> [About this task]: Please write out, exactly as they appear, the line containing "One point marks each instance of the man in dark" and every line after it to the end of the records, and nothing more.

(Saved entries)
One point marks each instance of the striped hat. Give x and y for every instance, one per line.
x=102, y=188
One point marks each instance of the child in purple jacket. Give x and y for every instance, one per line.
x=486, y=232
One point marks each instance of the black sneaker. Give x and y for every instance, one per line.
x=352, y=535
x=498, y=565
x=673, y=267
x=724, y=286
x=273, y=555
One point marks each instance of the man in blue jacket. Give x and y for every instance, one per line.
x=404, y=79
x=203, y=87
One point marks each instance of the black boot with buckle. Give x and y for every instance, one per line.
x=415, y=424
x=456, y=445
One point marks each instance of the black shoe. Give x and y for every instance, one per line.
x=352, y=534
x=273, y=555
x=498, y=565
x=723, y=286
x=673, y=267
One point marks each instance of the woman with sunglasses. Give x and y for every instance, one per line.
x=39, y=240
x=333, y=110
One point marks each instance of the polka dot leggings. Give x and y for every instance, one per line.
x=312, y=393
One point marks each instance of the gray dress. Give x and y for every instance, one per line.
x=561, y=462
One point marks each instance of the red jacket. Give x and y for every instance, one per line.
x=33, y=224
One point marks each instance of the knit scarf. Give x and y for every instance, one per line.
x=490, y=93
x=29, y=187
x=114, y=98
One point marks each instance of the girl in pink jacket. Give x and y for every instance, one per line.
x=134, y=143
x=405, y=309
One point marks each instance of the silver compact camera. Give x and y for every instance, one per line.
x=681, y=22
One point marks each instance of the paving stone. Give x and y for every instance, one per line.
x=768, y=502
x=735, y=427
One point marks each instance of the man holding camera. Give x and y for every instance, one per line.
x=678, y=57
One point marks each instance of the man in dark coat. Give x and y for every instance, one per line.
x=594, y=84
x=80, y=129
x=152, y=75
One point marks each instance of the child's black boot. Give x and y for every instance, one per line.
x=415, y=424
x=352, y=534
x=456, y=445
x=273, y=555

> [Output for this exercise]:
One point marks each instance of the man in dark coat. Give x and y for every instance, one per line.
x=594, y=84
x=80, y=129
x=152, y=75
One point marks each instance of the child's black boot. Give x and y for every instance, one per line.
x=415, y=424
x=352, y=534
x=456, y=445
x=273, y=555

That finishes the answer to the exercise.